#### [Aim]
Lay out the listing below as a two-column CSV headed text and answer. Put each text and its answer together in one row, with every field quoted and its line breaks replaced by spaces.

#### [Supplied data]

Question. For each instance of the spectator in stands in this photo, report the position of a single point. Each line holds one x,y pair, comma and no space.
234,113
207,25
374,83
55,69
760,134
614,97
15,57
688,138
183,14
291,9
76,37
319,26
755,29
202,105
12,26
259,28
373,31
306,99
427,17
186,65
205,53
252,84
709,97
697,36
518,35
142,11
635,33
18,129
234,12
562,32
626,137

#### [Exercise result]
text,answer
"Question. For each instance of the spectator in stands in this photo, report the position of a single point. Each line holds one x,y pair, comma and no space.","234,113 207,25 374,83 55,69 760,134 614,97 15,57 688,138 183,14 291,9 76,37 319,26 755,29 202,105 12,26 259,28 373,31 306,99 427,17 186,65 205,53 252,84 709,97 697,36 518,35 142,11 635,33 18,129 234,12 562,32 626,137"